## Begin QUOTED TEXT

Christian fundamentalists' plot against the Constitution: What Kim Davis's newly unearthed emails reveal

Kim Davis may be a footnote to history. But new revelations offer a frightening glimpse into fundamentalists' minds

Published October 23, 2015 7:29PM (EDT)

  (AP/Timothy D. Easley)
(AP/Timothy D. Easley)

Thanks to Kentucky’s open records law, the Associated Press has obtained the emails county clerk Kim Davis sent just before she went to jail late this summer. And yes, they are every bit as unhinged as you imagined they’d be. In case you forgot, Davis is the God-loving homophobe who courageously denied marriage licenses to same-sex couples in Kentucky two months ago.

The emails are interesting if only because they show just how crazy (and dangerous) fanatics like Davis are, particularly if they happen to work as public servants. Here’s Davis in her own words:

The battle has just begun…It has truly been a firestorm here and the days are pretty much a blur, but I am confident that God is in control of all of this!! I desire your prayers, I will need strength that only God can supply and I need a backbone like a saw log!!...They are going to try and make a whipping post out of me!! I know it, but God is still alive and on the throne!!! He IS in control and knows exactly where I am!!...September 1 will be the day to prepare for, if the Lord doesn’t return before then. I have weighted the cost, and will stay the course.

Apart from her apparent love of exclamation points, this message is truly disturbing. As Mark Joseph Stern observed, “These are not the words of a rational public servant attempting to do her taxpayer-funded job to the best of her abilities…These are the words of a religious fanatic who views herself as the protagonist in an epic, possibly biblical battle between good and evil – a millennialist zealot who hopes the rapture, rather than mere earthly courts, will intervene to save her.”

It’s easy to dismiss all of this as the fevered ramblings of an obscure county clerk – and clearly that’s what they are. Davis, after all, doesn’t really matter. She’s a thrice-married legacy hire in Kentucky who won a few minutes of fame but accomplished nothing in the long run.

What’s scary, however, is that Davis isn’t alone.

Since the 1970s, when conservative Protestants became politically active, Christians have sought to blur the boundary between secular law and religious doctrine. The idea, as evangelical scholar Lynn Buzzard wrote, was to “reject the division of human affairs into the secular and the sacred and insist, instead, that there is no arena of human activity, including law and politics, which is outside of God’s lordship.”

There’s also the Christian dominionist movement, the primary goal of which is to implant religious zealots in public office in order to Christianize the laws, the courts and all public institutions. Dominionists are operative today across the country and in the South particularly, and their theo-political philosophy animates political figures like Ted Cruz and Bobby Jindal.

## End QUOTED TEXT

- REQUEST 1 -
In the Kim Davis article, what law let the Associated Press obtain her emails?
The rows have nothing to do with the Kim Davis article and come from a separate source.

## Begin ENTRIES PROVIDED

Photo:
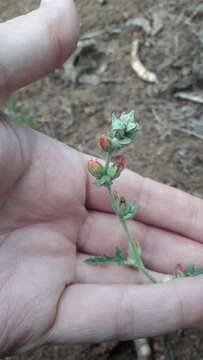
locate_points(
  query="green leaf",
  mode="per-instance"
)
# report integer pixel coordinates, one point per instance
(116, 123)
(128, 117)
(112, 171)
(134, 253)
(192, 270)
(125, 141)
(104, 181)
(117, 258)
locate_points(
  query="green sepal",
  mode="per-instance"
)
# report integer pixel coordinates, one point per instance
(112, 171)
(124, 129)
(134, 253)
(193, 270)
(117, 258)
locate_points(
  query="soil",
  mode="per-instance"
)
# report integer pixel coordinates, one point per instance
(170, 146)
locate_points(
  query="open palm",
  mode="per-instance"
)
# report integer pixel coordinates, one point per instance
(51, 218)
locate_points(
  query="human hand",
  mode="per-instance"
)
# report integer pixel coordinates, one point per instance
(52, 218)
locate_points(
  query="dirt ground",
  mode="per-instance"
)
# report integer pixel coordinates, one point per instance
(74, 104)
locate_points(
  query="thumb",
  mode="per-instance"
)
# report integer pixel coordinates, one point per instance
(95, 313)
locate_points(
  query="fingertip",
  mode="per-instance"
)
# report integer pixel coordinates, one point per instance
(64, 27)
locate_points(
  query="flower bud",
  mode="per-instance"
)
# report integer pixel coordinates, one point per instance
(119, 162)
(95, 168)
(105, 143)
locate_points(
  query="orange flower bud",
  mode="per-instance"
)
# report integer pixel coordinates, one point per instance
(105, 143)
(95, 168)
(119, 163)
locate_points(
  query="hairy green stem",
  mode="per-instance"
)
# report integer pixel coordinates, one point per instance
(141, 265)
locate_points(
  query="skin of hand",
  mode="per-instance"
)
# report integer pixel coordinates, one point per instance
(52, 217)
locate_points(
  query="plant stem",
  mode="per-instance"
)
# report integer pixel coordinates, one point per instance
(141, 265)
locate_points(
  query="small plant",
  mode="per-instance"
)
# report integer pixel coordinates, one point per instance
(123, 131)
(17, 111)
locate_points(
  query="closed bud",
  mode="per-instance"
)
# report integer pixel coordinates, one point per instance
(105, 143)
(96, 168)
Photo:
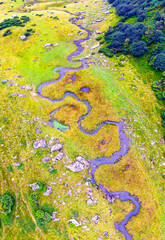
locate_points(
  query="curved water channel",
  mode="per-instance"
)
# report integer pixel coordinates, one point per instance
(124, 142)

## End ENTRIES PROVIDED

- REQUEST 2 -
Report how many lines in the rows above contain the string "stem". Give only the number.

- WRITTEN REPLY 1 -
Kentucky's open records law.

- WRITTEN REPLY 2 -
2